== Exercise ==
Copy every line of the material below word for word, and leave the pictures out of your copy.

[Bounding-box records]
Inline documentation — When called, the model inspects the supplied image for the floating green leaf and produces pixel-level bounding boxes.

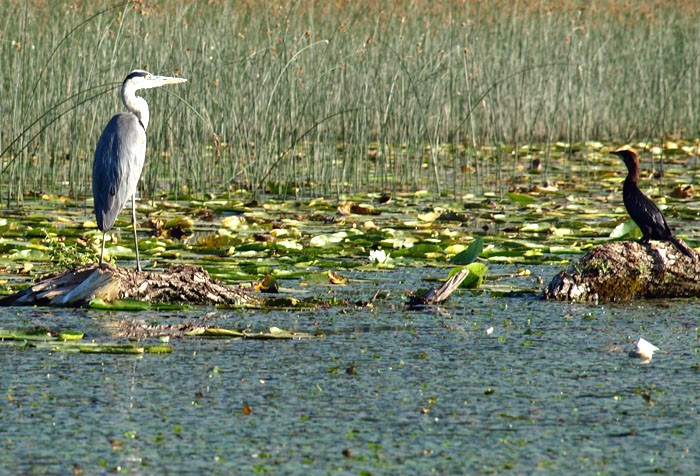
[508,193,537,205]
[450,236,484,266]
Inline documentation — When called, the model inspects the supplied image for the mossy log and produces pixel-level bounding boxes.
[542,241,700,302]
[0,264,261,307]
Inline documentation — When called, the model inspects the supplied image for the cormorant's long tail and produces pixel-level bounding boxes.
[668,236,698,261]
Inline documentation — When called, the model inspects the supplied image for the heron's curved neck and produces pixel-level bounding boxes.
[122,81,150,131]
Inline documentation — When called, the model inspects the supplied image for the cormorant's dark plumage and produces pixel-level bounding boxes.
[612,149,696,261]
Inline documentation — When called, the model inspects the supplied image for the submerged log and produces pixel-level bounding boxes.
[0,264,261,307]
[542,241,700,302]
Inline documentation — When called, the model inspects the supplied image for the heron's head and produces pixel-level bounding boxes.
[122,69,187,91]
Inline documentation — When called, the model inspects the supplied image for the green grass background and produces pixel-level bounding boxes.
[0,0,700,204]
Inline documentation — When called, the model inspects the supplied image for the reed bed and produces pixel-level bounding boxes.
[0,0,700,205]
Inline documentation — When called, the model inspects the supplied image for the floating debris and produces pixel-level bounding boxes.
[629,337,659,364]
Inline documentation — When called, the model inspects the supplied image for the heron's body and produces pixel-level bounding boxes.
[92,112,146,232]
[92,70,187,271]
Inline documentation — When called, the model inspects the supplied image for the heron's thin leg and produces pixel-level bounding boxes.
[100,231,107,266]
[131,194,141,271]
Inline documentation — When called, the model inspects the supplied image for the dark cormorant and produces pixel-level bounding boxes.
[611,149,696,261]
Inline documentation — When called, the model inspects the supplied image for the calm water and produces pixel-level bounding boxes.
[0,266,700,474]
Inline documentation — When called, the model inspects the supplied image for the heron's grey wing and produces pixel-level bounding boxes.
[92,113,146,231]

== Full response ==
Inline documentation — When called, the model inspects the supplied image for the floating green leaf and produces pixel-level bounding boxes.

[508,193,537,205]
[450,236,484,266]
Inline documentation — When called, the model inspects the supplied image for the mossy log and produces pixel-level bounding boxes.
[542,241,700,302]
[0,264,261,307]
Inline documentation — When called, the model inspects the supplied image for the cormorant's long tail and produces pixel-level bounding boxes.
[668,236,698,261]
Inline documentation — When called, the model inspects the supplied image for the heron's curved neck and produces pixel-level bounding boxes.
[122,81,150,131]
Inline documentation — When called, the model inspects the supplied image for the cormorant's dark plumage and produces pixel-level bounding boxes.
[612,149,696,261]
Inline documentation — When called, the model inspects the supplied image for the submerged log and produces pixel-level bounding boxes.
[0,264,261,307]
[542,241,700,302]
Inline documentation — When called, the model inspects the supplied image for the heron's head and produces pixel-level bounding boxes.
[122,69,187,91]
Inline documentation — When called, the model inspects the supplied image for the green grass background and produces pixel-level bounding boxes.
[0,0,700,204]
Inline documentation — When called, the model inspects the supplied image for the reed bed and produces pixel-level bounding boxes.
[0,0,700,205]
Inline documentation — When called, the model inspects the supplied image for the floating debris and produces pixel-level bounding boxes.
[629,337,659,364]
Inline documentation — When called, the model inspects the supplied image for the heron's body and produces pixel-level bounding boxes.
[92,112,146,232]
[92,70,187,271]
Inline documentation — When called, the model inspects the supplied image for the heron's thin leg and produces pixel-level bounding boxes.
[100,231,107,266]
[131,194,141,271]
Inline documentation — When called, the model inspects the supplied image for the dark cormorant and produces pixel-level bounding boxes.
[611,149,696,261]
Inline documentation — When called, the model inspects the supplied image for the calm water and produces pixel-level bounding boxes.
[0,266,700,474]
Inline documentation — When called, the model inspects the supplied image for the heron's grey wing and produces pixel-level bounding boxes.
[92,113,146,231]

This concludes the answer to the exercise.